%%

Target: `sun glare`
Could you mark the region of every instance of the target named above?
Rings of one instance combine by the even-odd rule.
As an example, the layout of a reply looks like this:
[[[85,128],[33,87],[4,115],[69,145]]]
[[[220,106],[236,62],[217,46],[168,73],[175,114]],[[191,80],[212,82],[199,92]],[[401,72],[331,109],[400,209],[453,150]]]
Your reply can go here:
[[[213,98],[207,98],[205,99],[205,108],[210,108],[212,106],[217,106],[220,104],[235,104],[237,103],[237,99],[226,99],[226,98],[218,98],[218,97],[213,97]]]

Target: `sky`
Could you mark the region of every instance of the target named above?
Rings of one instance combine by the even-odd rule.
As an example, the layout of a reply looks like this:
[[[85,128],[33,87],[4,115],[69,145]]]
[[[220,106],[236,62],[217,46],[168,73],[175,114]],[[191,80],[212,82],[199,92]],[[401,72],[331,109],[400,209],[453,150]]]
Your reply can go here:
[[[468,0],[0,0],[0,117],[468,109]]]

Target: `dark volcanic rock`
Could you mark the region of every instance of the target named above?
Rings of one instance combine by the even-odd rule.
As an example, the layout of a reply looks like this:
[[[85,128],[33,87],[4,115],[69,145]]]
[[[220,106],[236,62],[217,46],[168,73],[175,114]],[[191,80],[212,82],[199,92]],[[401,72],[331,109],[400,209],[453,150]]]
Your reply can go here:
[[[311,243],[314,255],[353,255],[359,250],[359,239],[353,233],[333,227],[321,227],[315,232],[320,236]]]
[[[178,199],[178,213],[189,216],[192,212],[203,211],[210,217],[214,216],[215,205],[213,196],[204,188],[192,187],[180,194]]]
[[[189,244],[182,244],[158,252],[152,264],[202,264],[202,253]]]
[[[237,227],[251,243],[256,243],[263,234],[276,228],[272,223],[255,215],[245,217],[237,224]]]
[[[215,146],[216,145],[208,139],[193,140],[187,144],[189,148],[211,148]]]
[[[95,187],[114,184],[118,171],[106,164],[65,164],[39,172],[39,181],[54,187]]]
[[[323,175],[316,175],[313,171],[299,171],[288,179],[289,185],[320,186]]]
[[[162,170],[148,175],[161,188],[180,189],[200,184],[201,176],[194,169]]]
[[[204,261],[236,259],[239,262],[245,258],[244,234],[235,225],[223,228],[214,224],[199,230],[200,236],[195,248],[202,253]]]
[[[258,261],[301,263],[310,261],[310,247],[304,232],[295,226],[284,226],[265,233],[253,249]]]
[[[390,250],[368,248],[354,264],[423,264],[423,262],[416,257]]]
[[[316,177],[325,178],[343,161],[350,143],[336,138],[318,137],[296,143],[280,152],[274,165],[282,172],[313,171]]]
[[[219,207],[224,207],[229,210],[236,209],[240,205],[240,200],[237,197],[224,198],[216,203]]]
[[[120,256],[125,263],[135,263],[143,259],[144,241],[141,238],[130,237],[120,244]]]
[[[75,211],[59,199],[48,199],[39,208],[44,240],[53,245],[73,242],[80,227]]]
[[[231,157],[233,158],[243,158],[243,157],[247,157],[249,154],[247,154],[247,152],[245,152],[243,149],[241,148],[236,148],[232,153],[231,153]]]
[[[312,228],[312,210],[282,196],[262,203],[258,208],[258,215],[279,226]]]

%%

> [TASK]: Return the data exactly. Include every record.

> [EXPECTED ANSWER]:
Target: `sun glare`
Could you mark the region of every instance of the target named above?
Rings of one instance combine by the even-odd rule.
As an example, the layout of a reply looks like this:
[[[85,128],[33,87],[4,115],[69,145]]]
[[[220,106],[236,62],[217,46],[168,73],[175,114]],[[191,80],[212,82],[199,92]],[[401,72],[331,109],[400,209],[453,150]]]
Your reply can go here:
[[[213,98],[207,98],[205,99],[205,108],[210,108],[212,106],[217,106],[220,104],[235,104],[237,103],[237,99],[226,99],[226,98],[218,98],[218,97],[213,97]]]

Target: `sky`
Could you mark the region of every instance of the target named above?
Rings of one instance combine by the even-odd rule.
As an example, the layout of a reply looks like this:
[[[85,128],[33,87],[4,115],[69,145]]]
[[[220,106],[236,62],[217,46],[168,73],[175,114]],[[191,80],[212,82],[199,92]],[[401,72],[331,109],[400,209],[453,150]]]
Your reply can go here:
[[[468,0],[0,0],[0,117],[468,109]]]

Target: `dark volcanic rock`
Could you mark the region of every instance of the target named above?
Rings of one instance combine by the even-odd rule.
As an example, the layout of a reply looks like this:
[[[85,128],[33,87],[4,115],[69,145]]]
[[[220,106],[236,62],[217,46],[168,73],[175,114]],[[191,80],[212,82],[199,92]],[[401,72],[331,109],[400,209],[453,150]]]
Your reply can go here:
[[[311,243],[314,255],[353,255],[359,250],[359,239],[353,233],[333,227],[321,227],[315,232],[320,236]]]
[[[178,199],[178,213],[189,216],[192,212],[203,211],[210,217],[214,216],[215,205],[213,196],[204,188],[192,187],[180,194]]]
[[[189,244],[182,244],[158,252],[152,264],[202,264],[202,253]]]
[[[237,227],[251,243],[256,243],[263,234],[276,228],[272,223],[255,215],[245,217],[237,224]]]
[[[215,146],[216,145],[208,139],[193,140],[187,144],[189,148],[211,148]]]
[[[95,187],[114,184],[118,171],[106,164],[65,164],[39,172],[39,181],[54,187]]]
[[[323,175],[316,175],[313,171],[299,171],[288,179],[289,185],[320,186]]]
[[[162,170],[148,175],[161,188],[180,189],[200,184],[201,176],[194,169]]]
[[[204,261],[236,259],[239,262],[245,258],[244,234],[235,225],[223,228],[214,224],[199,230],[200,236],[195,248],[202,253]]]
[[[258,261],[301,263],[310,261],[310,247],[304,232],[295,226],[284,226],[265,233],[253,249]]]
[[[390,250],[368,248],[354,264],[423,264],[423,262],[416,257]]]
[[[316,177],[325,178],[343,161],[350,143],[336,138],[318,137],[296,143],[280,152],[274,165],[282,172],[313,171]]]
[[[219,207],[224,207],[229,210],[236,209],[240,205],[240,200],[237,197],[224,198],[216,203]]]
[[[120,256],[125,263],[135,263],[143,259],[144,241],[141,238],[130,237],[120,244]]]
[[[75,211],[59,199],[48,199],[39,208],[44,240],[53,245],[73,242],[80,227]]]
[[[231,157],[233,158],[243,158],[243,157],[247,157],[249,154],[247,154],[247,152],[245,152],[243,149],[241,148],[236,148],[232,153],[231,153]]]
[[[312,228],[312,210],[282,196],[262,203],[258,208],[258,215],[279,226]]]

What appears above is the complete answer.